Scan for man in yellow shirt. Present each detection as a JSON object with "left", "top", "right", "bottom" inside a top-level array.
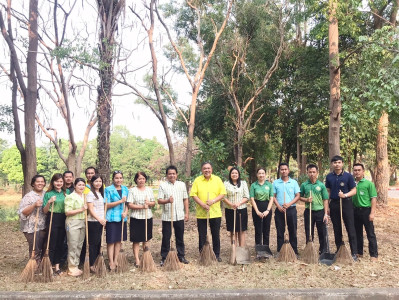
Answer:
[{"left": 190, "top": 162, "right": 226, "bottom": 262}]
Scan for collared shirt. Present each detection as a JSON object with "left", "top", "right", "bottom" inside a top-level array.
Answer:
[
  {"left": 86, "top": 191, "right": 104, "bottom": 222},
  {"left": 104, "top": 184, "right": 129, "bottom": 222},
  {"left": 273, "top": 177, "right": 301, "bottom": 206},
  {"left": 43, "top": 190, "right": 69, "bottom": 214},
  {"left": 249, "top": 180, "right": 273, "bottom": 201},
  {"left": 224, "top": 180, "right": 249, "bottom": 209},
  {"left": 352, "top": 178, "right": 377, "bottom": 207},
  {"left": 127, "top": 186, "right": 155, "bottom": 220},
  {"left": 18, "top": 191, "right": 46, "bottom": 233},
  {"left": 326, "top": 171, "right": 356, "bottom": 200},
  {"left": 158, "top": 181, "right": 188, "bottom": 222},
  {"left": 301, "top": 179, "right": 328, "bottom": 211},
  {"left": 190, "top": 174, "right": 227, "bottom": 219},
  {"left": 65, "top": 192, "right": 85, "bottom": 220}
]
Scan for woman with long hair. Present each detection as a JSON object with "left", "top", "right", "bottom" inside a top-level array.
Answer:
[{"left": 43, "top": 173, "right": 69, "bottom": 275}]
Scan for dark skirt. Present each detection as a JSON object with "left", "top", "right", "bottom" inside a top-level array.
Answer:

THE PROBLEM = Repeat word for word every line from the one that holds "Scan for woman" to the end. Both ends count.

COMPLETED TASK =
Scan for woman with long hair. Present each detection as a JSON object with "left", "top", "right", "bottom" inside a top-level array.
Answer:
[{"left": 43, "top": 173, "right": 69, "bottom": 275}]
Scan for dark skirt. Present each detection as a JSON object with "left", "top", "right", "bottom" inside a top-level array.
Answer:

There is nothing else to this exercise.